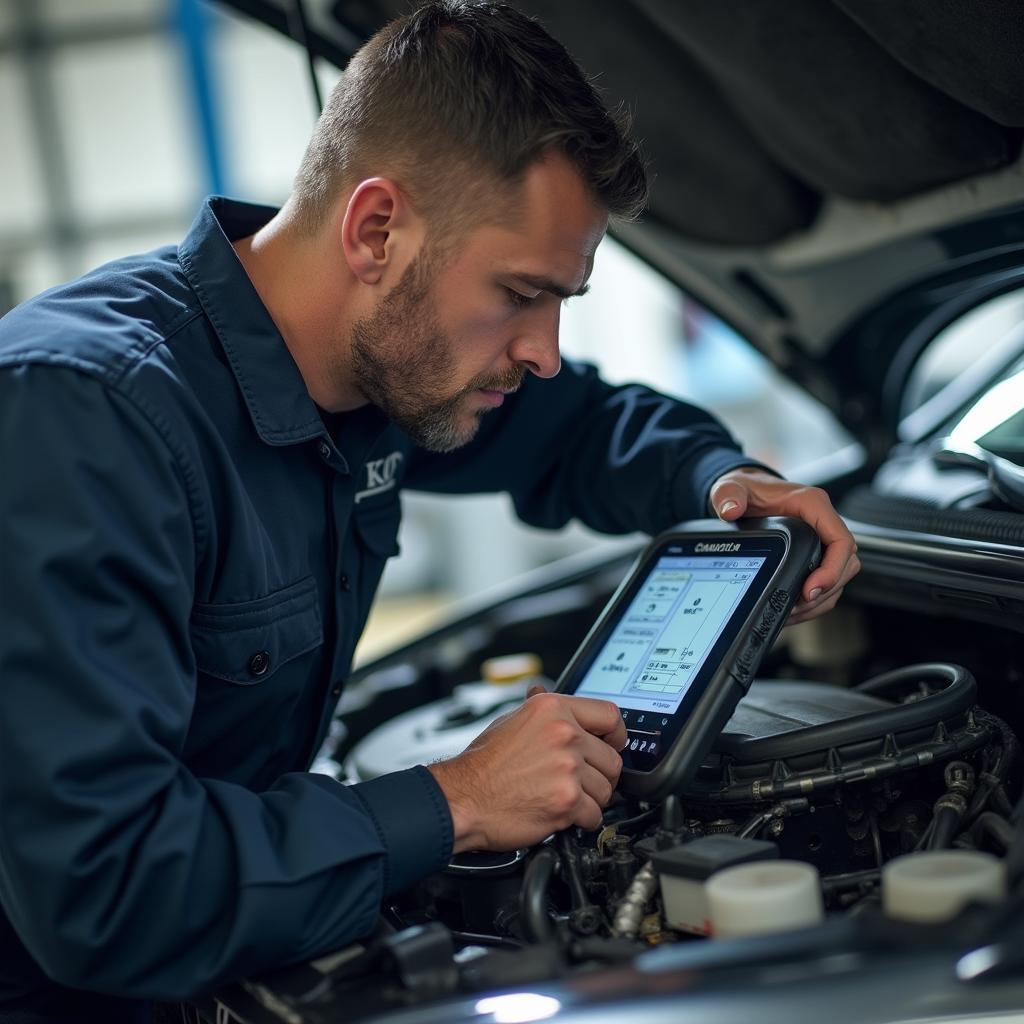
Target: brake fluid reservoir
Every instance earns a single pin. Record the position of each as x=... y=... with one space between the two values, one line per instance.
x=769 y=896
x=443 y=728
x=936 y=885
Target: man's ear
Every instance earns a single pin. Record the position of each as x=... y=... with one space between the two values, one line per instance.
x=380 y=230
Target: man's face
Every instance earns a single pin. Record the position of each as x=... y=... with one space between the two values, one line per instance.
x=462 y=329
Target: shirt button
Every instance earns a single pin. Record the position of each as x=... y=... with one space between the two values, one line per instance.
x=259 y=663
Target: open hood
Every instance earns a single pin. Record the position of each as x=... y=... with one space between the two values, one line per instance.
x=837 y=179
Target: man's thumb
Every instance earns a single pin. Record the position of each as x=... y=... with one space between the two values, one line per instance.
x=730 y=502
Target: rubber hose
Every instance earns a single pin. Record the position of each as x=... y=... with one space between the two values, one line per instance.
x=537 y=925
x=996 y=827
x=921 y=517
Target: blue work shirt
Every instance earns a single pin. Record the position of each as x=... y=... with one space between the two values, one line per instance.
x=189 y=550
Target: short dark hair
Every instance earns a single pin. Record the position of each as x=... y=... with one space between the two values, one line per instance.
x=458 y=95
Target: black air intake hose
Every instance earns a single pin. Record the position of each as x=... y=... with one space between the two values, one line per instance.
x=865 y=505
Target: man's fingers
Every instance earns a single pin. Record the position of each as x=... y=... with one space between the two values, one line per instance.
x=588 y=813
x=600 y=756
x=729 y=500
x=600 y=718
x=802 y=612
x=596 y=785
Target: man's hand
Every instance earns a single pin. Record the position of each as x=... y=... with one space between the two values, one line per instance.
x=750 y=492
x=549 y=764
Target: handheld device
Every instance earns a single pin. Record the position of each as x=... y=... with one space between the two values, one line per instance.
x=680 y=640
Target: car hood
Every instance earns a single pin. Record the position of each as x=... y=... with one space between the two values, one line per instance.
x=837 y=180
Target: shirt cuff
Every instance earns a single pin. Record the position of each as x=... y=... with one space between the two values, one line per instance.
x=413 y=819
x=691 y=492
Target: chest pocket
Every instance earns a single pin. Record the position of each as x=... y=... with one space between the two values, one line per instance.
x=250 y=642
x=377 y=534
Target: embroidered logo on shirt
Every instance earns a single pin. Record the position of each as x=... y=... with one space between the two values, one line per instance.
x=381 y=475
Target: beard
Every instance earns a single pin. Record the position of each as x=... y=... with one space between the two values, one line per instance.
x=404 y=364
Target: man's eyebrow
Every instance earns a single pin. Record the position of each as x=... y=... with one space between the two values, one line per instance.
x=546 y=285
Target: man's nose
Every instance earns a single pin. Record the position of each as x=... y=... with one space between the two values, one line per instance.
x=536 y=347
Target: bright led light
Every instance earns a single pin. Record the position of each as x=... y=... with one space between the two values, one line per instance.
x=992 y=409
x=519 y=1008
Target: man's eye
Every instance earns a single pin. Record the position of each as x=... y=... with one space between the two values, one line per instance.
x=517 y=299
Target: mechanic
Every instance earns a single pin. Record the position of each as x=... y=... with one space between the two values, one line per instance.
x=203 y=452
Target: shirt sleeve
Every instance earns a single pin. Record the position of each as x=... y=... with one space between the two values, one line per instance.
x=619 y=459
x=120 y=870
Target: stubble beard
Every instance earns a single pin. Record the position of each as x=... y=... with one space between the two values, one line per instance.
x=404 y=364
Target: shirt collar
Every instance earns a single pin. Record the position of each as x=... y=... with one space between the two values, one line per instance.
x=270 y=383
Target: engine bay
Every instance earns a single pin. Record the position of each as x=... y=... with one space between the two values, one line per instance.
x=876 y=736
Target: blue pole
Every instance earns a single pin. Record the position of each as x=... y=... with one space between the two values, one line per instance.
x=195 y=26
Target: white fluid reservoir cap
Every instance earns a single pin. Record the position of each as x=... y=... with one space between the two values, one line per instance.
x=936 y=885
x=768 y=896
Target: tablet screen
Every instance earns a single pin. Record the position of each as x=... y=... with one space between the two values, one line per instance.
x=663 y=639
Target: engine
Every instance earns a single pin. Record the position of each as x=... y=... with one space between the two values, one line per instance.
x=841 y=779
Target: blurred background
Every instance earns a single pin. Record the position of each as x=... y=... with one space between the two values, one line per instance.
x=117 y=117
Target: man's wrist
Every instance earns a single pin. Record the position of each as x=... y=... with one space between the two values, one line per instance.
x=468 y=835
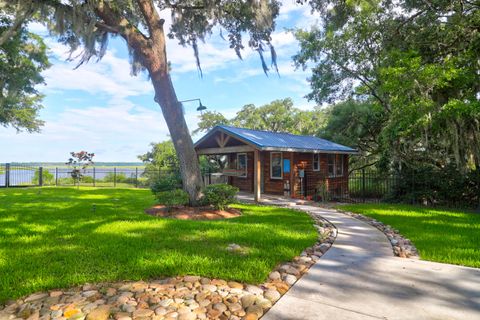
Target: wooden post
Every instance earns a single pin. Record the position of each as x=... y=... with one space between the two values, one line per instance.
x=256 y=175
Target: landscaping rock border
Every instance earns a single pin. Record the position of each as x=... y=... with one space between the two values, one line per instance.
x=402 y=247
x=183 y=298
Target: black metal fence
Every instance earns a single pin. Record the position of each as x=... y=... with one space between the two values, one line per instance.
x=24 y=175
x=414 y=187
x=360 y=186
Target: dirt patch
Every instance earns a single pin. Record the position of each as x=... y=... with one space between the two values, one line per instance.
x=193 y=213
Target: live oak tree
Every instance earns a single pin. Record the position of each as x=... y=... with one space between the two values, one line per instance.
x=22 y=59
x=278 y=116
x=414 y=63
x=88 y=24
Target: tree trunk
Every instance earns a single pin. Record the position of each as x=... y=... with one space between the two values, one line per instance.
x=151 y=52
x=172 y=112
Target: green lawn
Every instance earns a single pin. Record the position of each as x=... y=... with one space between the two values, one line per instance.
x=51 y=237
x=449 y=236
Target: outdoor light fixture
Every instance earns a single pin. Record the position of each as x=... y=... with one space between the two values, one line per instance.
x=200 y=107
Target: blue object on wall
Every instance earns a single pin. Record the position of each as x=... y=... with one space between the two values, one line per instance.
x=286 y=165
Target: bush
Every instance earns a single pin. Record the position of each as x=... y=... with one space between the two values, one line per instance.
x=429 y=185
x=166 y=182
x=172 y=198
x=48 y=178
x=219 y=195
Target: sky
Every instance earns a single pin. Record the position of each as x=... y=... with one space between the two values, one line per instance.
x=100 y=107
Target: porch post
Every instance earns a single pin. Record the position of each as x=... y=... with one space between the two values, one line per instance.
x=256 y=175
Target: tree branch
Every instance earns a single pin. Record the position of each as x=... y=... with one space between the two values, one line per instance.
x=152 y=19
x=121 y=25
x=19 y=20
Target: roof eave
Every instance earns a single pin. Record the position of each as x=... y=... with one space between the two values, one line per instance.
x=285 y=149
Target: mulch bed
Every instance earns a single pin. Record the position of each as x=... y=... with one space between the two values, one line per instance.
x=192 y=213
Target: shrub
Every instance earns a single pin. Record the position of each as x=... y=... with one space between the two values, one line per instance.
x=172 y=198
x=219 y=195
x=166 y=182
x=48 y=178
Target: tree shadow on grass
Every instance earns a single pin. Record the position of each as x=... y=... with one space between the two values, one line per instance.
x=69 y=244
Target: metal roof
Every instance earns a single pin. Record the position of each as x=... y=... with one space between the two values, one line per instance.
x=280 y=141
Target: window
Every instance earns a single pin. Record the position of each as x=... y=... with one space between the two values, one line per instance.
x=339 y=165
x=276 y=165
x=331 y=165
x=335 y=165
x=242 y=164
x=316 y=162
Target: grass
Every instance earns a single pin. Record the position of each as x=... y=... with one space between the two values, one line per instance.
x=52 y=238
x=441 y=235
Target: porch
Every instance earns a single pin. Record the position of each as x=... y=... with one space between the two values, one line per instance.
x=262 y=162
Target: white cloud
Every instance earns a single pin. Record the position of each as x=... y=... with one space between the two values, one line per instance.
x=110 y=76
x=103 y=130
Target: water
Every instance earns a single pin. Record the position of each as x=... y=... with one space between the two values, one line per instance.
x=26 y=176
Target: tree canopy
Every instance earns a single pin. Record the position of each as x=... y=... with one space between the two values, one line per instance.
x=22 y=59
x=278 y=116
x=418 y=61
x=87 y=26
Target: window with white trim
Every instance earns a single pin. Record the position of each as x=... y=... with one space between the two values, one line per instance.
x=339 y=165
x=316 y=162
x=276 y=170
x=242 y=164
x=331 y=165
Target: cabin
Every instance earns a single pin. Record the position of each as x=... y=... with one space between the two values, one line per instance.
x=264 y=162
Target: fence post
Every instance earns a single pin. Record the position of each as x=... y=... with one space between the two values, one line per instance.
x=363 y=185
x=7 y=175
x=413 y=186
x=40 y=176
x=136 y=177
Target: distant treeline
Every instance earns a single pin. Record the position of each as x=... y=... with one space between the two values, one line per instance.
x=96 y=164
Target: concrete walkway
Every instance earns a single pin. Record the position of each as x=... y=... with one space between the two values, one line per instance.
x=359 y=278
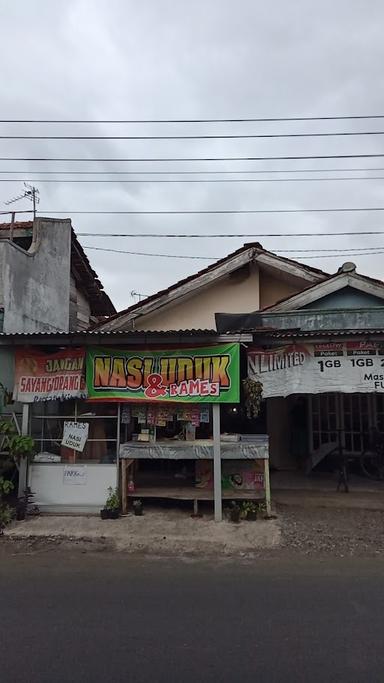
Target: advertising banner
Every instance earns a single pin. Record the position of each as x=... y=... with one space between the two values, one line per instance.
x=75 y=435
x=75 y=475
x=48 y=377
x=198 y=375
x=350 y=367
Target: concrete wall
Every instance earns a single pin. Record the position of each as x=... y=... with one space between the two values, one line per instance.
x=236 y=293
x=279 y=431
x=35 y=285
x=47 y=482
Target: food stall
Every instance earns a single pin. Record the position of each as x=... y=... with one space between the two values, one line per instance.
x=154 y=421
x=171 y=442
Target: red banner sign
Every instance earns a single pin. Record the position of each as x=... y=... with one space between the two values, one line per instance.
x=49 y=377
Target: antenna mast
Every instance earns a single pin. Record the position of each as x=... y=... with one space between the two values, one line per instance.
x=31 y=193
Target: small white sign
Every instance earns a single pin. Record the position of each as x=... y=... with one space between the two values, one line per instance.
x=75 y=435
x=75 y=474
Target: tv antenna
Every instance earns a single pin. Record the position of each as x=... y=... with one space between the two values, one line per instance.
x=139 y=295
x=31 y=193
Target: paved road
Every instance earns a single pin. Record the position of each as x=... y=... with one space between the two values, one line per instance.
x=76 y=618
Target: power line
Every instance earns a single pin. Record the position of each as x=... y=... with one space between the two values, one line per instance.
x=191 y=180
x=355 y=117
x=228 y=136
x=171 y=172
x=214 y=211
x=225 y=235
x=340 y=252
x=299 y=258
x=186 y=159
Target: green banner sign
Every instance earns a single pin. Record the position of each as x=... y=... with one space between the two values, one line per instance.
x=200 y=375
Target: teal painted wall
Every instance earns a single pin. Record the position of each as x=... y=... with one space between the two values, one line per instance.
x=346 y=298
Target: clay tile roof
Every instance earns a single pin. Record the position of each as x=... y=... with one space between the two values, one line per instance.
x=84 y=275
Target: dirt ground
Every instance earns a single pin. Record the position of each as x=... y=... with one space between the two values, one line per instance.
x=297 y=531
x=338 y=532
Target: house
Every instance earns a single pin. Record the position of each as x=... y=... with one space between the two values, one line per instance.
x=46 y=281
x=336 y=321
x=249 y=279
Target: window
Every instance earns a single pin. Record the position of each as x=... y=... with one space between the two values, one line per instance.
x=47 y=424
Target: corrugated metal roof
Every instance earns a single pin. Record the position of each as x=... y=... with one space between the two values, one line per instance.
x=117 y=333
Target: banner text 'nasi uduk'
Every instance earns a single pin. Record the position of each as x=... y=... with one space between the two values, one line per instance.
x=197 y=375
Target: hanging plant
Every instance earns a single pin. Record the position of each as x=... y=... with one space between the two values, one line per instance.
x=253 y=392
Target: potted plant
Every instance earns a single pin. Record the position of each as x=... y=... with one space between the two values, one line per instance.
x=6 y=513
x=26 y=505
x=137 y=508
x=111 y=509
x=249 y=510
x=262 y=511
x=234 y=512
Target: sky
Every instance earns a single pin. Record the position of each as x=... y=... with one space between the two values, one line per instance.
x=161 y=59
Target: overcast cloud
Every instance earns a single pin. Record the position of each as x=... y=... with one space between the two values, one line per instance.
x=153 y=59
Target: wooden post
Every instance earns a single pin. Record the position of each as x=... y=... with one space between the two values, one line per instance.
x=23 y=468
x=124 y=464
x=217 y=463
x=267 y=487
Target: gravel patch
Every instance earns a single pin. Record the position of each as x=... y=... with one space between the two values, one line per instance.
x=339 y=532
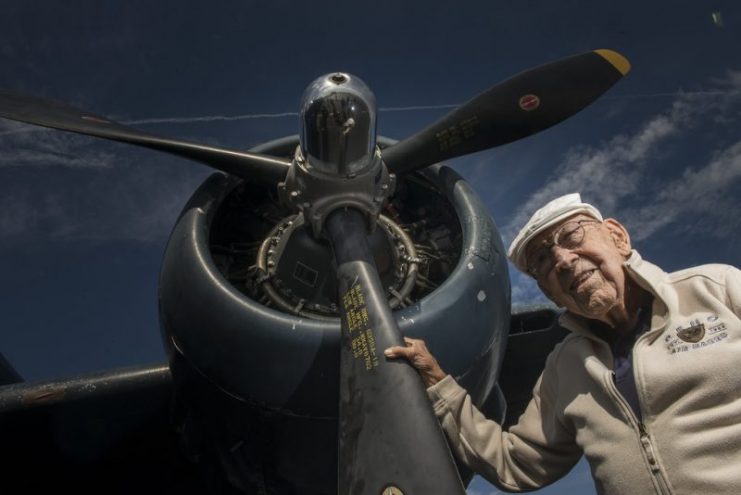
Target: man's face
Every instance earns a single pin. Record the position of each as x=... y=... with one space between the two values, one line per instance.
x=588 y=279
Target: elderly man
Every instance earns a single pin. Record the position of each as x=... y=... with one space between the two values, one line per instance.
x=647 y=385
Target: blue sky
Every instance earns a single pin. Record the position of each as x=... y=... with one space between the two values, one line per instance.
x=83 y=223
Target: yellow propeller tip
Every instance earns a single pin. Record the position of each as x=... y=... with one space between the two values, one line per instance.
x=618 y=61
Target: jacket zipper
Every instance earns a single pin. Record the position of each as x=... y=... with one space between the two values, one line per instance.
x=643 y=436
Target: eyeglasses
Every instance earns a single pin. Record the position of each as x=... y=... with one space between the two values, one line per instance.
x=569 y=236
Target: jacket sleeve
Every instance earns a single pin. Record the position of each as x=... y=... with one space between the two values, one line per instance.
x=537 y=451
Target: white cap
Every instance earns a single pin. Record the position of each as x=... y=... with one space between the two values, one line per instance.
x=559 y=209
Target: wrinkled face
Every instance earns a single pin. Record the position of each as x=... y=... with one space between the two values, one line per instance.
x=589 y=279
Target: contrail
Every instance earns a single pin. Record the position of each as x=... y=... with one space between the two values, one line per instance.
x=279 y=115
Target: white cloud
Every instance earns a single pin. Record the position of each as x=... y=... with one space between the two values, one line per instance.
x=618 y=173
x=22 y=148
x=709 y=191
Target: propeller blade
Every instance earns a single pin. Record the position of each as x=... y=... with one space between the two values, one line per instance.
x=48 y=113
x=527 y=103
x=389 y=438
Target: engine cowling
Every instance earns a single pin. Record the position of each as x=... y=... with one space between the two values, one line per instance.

PROBLEM STATEMENT: Scan the records for the word "concrete". Copy each line where it turns up.

ANSWER TO THIS TASK:
Target: concrete walkway
Target: concrete wall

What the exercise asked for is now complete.